— Start Information shown —

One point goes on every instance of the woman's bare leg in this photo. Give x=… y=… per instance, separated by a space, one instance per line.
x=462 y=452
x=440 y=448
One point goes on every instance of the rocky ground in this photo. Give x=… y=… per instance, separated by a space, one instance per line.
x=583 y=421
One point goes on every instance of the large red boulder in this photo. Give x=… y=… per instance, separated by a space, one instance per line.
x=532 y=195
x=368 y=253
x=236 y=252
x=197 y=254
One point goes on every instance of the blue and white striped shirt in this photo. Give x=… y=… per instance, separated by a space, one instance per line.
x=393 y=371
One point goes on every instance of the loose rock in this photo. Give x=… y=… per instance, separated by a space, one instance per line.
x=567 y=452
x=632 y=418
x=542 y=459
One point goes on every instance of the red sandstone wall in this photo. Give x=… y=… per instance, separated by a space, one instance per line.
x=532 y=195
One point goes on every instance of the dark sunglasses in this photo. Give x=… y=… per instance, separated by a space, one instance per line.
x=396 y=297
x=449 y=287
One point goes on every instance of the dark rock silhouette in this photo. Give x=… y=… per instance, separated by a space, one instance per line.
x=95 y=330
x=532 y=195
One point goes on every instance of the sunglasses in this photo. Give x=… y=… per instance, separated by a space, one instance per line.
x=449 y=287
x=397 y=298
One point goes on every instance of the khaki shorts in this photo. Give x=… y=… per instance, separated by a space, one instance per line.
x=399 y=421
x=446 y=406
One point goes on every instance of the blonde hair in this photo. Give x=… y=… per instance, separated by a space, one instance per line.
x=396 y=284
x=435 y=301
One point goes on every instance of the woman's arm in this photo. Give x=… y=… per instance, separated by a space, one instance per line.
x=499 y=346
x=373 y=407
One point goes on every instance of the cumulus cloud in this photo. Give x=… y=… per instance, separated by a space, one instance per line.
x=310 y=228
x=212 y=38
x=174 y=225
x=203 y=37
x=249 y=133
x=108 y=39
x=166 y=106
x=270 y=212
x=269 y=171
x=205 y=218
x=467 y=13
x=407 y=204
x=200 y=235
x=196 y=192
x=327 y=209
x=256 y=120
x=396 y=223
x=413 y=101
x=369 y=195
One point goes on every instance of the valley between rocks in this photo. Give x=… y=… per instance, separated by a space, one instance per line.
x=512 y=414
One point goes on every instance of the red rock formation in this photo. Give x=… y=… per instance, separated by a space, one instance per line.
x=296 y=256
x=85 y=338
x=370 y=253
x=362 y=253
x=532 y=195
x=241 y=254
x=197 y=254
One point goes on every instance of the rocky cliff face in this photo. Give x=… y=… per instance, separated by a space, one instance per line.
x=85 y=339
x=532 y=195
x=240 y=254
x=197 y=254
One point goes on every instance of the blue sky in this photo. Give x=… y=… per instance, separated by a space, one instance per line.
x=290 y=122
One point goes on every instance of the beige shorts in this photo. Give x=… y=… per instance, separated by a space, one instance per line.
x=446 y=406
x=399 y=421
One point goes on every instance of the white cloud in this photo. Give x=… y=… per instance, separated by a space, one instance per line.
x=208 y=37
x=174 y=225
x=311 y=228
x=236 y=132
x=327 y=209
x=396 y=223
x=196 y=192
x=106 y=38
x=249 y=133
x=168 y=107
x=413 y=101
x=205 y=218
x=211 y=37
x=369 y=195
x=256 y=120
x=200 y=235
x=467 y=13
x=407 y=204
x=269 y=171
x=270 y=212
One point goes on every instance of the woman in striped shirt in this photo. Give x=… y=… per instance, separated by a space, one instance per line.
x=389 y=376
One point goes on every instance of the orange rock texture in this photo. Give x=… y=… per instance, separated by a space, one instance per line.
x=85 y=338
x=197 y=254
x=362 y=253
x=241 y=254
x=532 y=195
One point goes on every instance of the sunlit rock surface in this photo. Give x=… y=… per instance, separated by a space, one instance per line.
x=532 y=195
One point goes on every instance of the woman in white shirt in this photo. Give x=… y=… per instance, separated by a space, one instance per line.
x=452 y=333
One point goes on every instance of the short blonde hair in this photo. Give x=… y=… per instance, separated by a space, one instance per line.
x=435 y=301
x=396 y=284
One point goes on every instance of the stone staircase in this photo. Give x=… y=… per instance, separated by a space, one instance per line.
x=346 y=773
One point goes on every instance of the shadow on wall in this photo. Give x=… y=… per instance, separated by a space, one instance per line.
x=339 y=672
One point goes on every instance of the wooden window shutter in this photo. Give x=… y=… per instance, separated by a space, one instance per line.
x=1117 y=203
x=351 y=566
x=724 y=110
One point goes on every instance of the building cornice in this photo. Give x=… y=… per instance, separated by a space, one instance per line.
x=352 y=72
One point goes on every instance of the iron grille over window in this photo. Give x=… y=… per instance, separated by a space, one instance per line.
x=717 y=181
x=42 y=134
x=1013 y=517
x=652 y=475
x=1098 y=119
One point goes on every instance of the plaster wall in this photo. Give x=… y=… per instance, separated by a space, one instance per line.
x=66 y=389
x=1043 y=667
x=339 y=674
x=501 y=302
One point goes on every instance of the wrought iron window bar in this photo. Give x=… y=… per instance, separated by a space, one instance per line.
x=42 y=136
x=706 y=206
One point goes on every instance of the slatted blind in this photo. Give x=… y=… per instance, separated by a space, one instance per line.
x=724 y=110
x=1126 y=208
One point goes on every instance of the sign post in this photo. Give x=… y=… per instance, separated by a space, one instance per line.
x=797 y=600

— End Information shown —

Please change every "instance" in the data above to "occurrence", and leave everything else as it is.

= Finished exercise =
One point goes on every occurrence of the woman's bare leg in this photo. Give x=… y=… per occurrence, separated by a space, one occurrence per line.
x=462 y=452
x=440 y=448
One point goes on every occurrence of the rocky ground in this photo. Give x=… y=… per occurrence, separated by a space, one occurrence per line.
x=583 y=421
One point goes on every occurrence of the large red boulder in this photo. Give x=… y=… per occurrence, separated by a space, one occurrence per line.
x=532 y=195
x=368 y=253
x=236 y=252
x=197 y=254
One point goes on every occurrence of the blue and white striped shirt in this photo. Give x=… y=… per occurrence, separated by a space, one occurrence per line.
x=393 y=371
One point goes on every occurrence of the loose rock in this photo. Give x=… y=… per occurrence, separated by a space, one occurrence per line.
x=567 y=452
x=632 y=418
x=542 y=459
One point goes on every occurrence of the red sandstone wall in this photo. Give x=… y=… per occurrence, separated by a space, one occurrence per line.
x=532 y=195
One point goes on every occurrence of the dark sunglasses in this photo. Give x=… y=… per occurrence, separated by a space, one occurrence per line.
x=396 y=297
x=449 y=287
One point goes on every occurrence of the dark rock silhouette in this photo. Give x=… y=… per occurrence, separated by a space, one occurrence per line.
x=95 y=330
x=532 y=195
One point goes on every occurrence of the sunglasses in this photo. Give x=… y=… per occurrence, separated by a space, one occurrence per line.
x=449 y=287
x=397 y=298
One point goes on every occurrence of the khaki shorts in this photo. Give x=… y=… per occurrence, separated by a space, one occurrence per line.
x=399 y=421
x=446 y=406
One point goes on every occurrence of the blonde hair in this photo. Give x=… y=… per occurrence, separated by a space, one occurrence per line.
x=396 y=284
x=435 y=301
One point goes on every occurrence of the woman's arm in this photo. Give x=… y=… per occurrence, separated by a space, one occurrence per line.
x=499 y=346
x=373 y=407
One point goes on every occurrence of the cumulus cloud in this photo. Give x=… y=… per occurrence, separated by a space, one occurrence per line.
x=310 y=228
x=212 y=38
x=174 y=225
x=203 y=37
x=249 y=133
x=108 y=39
x=166 y=106
x=270 y=212
x=269 y=171
x=205 y=218
x=467 y=13
x=407 y=204
x=200 y=235
x=196 y=192
x=327 y=209
x=256 y=120
x=396 y=223
x=413 y=101
x=369 y=195
One point goes on every occurrence of the valley between rocks in this photo. Give x=… y=… per occurrence, separated by a space, one occurrence per line.
x=512 y=414
One point goes on every occurrence of the red rock formation in this photo. Give x=… y=… per occurrence, separated by a space, one occurrence per line.
x=296 y=256
x=85 y=338
x=370 y=253
x=362 y=253
x=532 y=195
x=241 y=254
x=197 y=254
One point goes on every occurrence of the rocky cliff face in this photo. Give x=… y=… per occurrence, separated by a space, one occurrence per line.
x=85 y=339
x=532 y=195
x=240 y=254
x=197 y=254
One point goes on every occurrence of the blue sky in this photo. Give x=… y=… per occurrence, separated by a space, one occurrence per line.
x=290 y=122
One point goes on every occurrence of the beige shorts in this photo. Give x=… y=… per occurrence, separated by a space, one occurrence per line.
x=446 y=406
x=399 y=421
One point goes on every occurrence of the white cloud in this photo. Give x=… y=… per occurrence, separated by a space, one occurrence per line.
x=208 y=37
x=174 y=225
x=311 y=228
x=236 y=132
x=327 y=209
x=396 y=223
x=196 y=192
x=106 y=38
x=249 y=133
x=168 y=107
x=413 y=101
x=205 y=218
x=211 y=37
x=369 y=195
x=256 y=120
x=200 y=235
x=467 y=13
x=407 y=204
x=269 y=171
x=270 y=212
One point goes on every occurrence of the woman in striped shirt in this photo. Give x=… y=… per occurrence, separated by a space, one occurrence per line.
x=389 y=376
One point goes on every occurrence of the orange rock texture in this photo. Give x=… y=… per occurrence, separated by a space, one occurrence per line.
x=85 y=338
x=197 y=254
x=362 y=253
x=241 y=254
x=532 y=195
One point goes on every occurrence of the sunlit rock surface in this photo. Give x=… y=… per occurrence, separated by a space, one occurrence per line.
x=532 y=195
One point goes on every occurrence of the woman in white shirt in this photo. Give x=… y=… per occurrence, separated by a space, one occurrence per line.
x=452 y=333
One point goes on every occurrence of the short blonde hair in this photo. Give x=… y=… per occurrence, separated by a space, one occurrence per line.
x=435 y=301
x=396 y=284
One point goes on every occurrence of the stone staircase in this photo. Give x=… y=… per occurrence, separated by a space, one occurrence per line.
x=346 y=773
One point goes on every occurrence of the shadow on wall in this photo. Give x=… y=… per occurrence, separated by a space, one occurrence per line.
x=339 y=672
One point goes on every occurrence of the wooden window shutter in this photo. Give x=… y=… per occurrence, separated by a space, one occurrence per line.
x=1117 y=203
x=351 y=566
x=724 y=110
One point goes on every occurrence of the building cornice in this photo. Give x=… y=… per occurrence, separated by a space, one occurrence per line.
x=352 y=72
One point goes on every occurrence of the iron grille over window in this photo. Give x=… y=… per occurrence, separated by a space, one occurrence per line.
x=717 y=181
x=42 y=134
x=1013 y=517
x=652 y=475
x=1098 y=119
One point goes on every occurrence of the plaster wall in this photo. Give x=… y=… per occurrence, separated by a space, one occurrence per line.
x=66 y=389
x=1043 y=667
x=339 y=674
x=501 y=302
One point goes on every occurrence of the wrought iron window bar in this photo. Give x=… y=… per occurrence, separated by a space, one occurrence per line.
x=42 y=136
x=706 y=206
One point goes on every occurrence of the slatted blind in this photo. Give x=… y=… per occurrence, separated by a space, one occurrence per line.
x=724 y=110
x=1126 y=208
One point goes on every occurrence of the sign post in this photo. Give x=… y=… per occurrence, separated by a space, one occurrence per line.
x=797 y=600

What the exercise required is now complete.